Point labeling dataset excerpts
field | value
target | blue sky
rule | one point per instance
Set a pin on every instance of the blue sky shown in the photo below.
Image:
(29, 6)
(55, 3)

## TASK REQUIREMENTS
Could you express the items above as a two-column CSV with the columns "prompt" and "response", one row per item? Put each text and its answer in a single quoted field, with line breaks replaced by spaces.

## TASK OUTPUT
prompt,response
"field | value target | blue sky rule | one point per instance Set a pin on every instance of the blue sky shown in the photo below. Image:","(29, 6) (55, 3)"